→ Dataset excerpts:
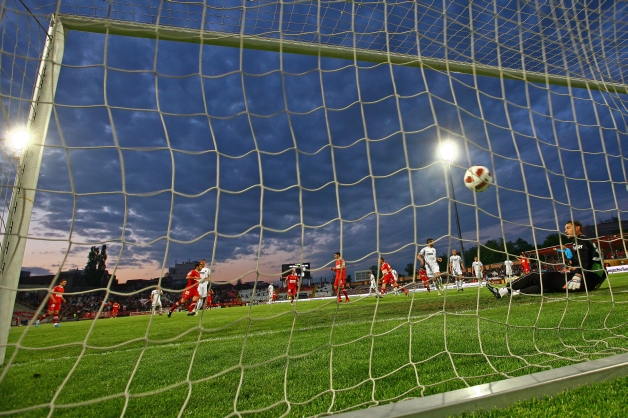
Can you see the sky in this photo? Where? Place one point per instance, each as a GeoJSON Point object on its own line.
{"type": "Point", "coordinates": [169, 151]}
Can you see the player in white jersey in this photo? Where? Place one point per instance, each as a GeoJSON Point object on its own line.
{"type": "Point", "coordinates": [396, 283]}
{"type": "Point", "coordinates": [430, 261]}
{"type": "Point", "coordinates": [373, 287]}
{"type": "Point", "coordinates": [271, 291]}
{"type": "Point", "coordinates": [455, 267]}
{"type": "Point", "coordinates": [478, 269]}
{"type": "Point", "coordinates": [155, 299]}
{"type": "Point", "coordinates": [508, 265]}
{"type": "Point", "coordinates": [203, 284]}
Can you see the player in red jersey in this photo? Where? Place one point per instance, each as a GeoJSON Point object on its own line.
{"type": "Point", "coordinates": [115, 307]}
{"type": "Point", "coordinates": [54, 304]}
{"type": "Point", "coordinates": [525, 263]}
{"type": "Point", "coordinates": [341, 277]}
{"type": "Point", "coordinates": [190, 291]}
{"type": "Point", "coordinates": [293, 283]}
{"type": "Point", "coordinates": [389, 277]}
{"type": "Point", "coordinates": [424, 279]}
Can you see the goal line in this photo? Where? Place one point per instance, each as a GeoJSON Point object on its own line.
{"type": "Point", "coordinates": [503, 393]}
{"type": "Point", "coordinates": [178, 34]}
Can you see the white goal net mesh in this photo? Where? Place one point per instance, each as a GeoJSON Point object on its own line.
{"type": "Point", "coordinates": [258, 133]}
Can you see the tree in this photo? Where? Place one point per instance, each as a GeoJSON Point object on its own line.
{"type": "Point", "coordinates": [553, 240]}
{"type": "Point", "coordinates": [93, 273]}
{"type": "Point", "coordinates": [102, 260]}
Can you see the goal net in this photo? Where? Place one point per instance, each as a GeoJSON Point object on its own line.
{"type": "Point", "coordinates": [255, 133]}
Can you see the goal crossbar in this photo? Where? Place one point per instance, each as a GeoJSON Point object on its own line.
{"type": "Point", "coordinates": [503, 393]}
{"type": "Point", "coordinates": [171, 33]}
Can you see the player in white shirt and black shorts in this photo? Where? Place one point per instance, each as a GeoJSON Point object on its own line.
{"type": "Point", "coordinates": [478, 269]}
{"type": "Point", "coordinates": [203, 284]}
{"type": "Point", "coordinates": [508, 265]}
{"type": "Point", "coordinates": [455, 266]}
{"type": "Point", "coordinates": [373, 287]}
{"type": "Point", "coordinates": [430, 261]}
{"type": "Point", "coordinates": [155, 299]}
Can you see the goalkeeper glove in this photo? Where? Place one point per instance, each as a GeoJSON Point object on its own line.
{"type": "Point", "coordinates": [574, 283]}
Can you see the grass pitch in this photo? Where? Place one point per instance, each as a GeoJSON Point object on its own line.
{"type": "Point", "coordinates": [312, 358]}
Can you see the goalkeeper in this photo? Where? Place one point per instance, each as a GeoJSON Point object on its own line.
{"type": "Point", "coordinates": [586, 272]}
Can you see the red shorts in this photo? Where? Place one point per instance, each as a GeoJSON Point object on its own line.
{"type": "Point", "coordinates": [389, 278]}
{"type": "Point", "coordinates": [190, 293]}
{"type": "Point", "coordinates": [340, 281]}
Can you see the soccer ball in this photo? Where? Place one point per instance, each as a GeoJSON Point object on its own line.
{"type": "Point", "coordinates": [478, 178]}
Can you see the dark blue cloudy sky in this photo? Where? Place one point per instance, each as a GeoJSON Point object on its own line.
{"type": "Point", "coordinates": [172, 151]}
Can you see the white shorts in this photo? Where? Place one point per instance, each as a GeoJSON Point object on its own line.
{"type": "Point", "coordinates": [202, 289]}
{"type": "Point", "coordinates": [431, 269]}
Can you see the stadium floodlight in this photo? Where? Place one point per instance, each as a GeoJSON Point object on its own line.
{"type": "Point", "coordinates": [447, 153]}
{"type": "Point", "coordinates": [19, 139]}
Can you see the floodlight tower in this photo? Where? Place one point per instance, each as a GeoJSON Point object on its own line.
{"type": "Point", "coordinates": [447, 154]}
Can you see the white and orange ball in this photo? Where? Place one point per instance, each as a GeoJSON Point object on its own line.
{"type": "Point", "coordinates": [478, 178]}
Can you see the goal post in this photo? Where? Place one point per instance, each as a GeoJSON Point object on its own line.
{"type": "Point", "coordinates": [26, 177]}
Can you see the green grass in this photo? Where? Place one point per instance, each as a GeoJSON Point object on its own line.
{"type": "Point", "coordinates": [313, 358]}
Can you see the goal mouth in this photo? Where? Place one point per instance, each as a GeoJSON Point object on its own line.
{"type": "Point", "coordinates": [259, 137]}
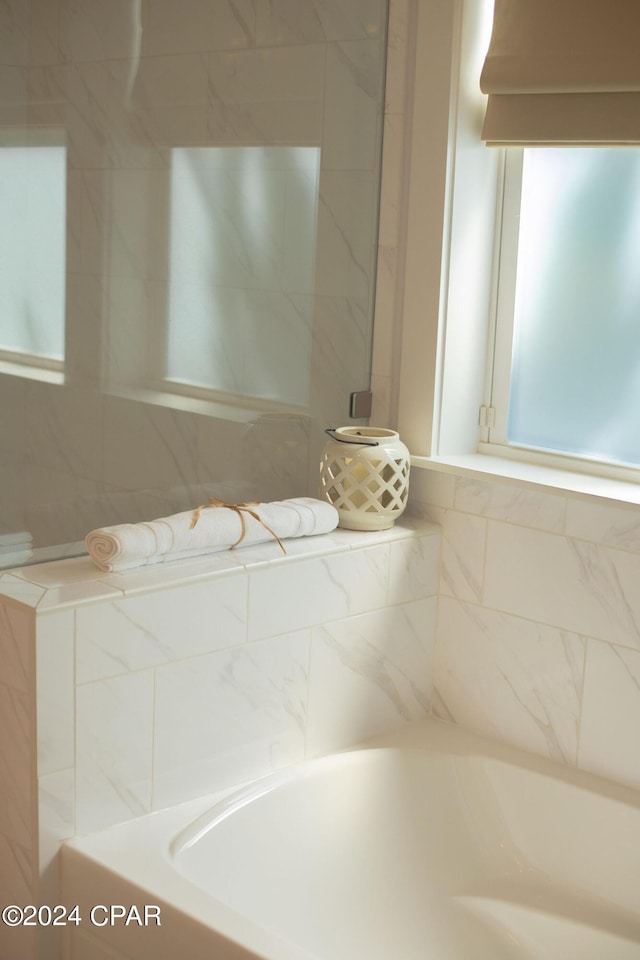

→ Required task: Report how many of the lines above contain the string "ball" with case counting, and give only the number.

→ Task answer: 2